__Given instruction__: Rescale the rows below by rewriting every line, requests included, with each x and y pixel coordinate in the point(x, y) answers multiplied by 0.45 and rounded to a whole number, halves up. Keep the requests and their sample formats unchanged.

(Data records)
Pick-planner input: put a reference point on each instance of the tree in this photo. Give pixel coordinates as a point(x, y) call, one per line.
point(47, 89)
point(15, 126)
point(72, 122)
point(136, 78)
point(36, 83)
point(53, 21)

__Exercise solution__:
Pick-planner input: put a reference point on each instance of the tree in this photo. Give pixel coordinates as a point(x, y) call, one per line.
point(21, 40)
point(7, 57)
point(32, 55)
point(61, 35)
point(16, 37)
point(24, 9)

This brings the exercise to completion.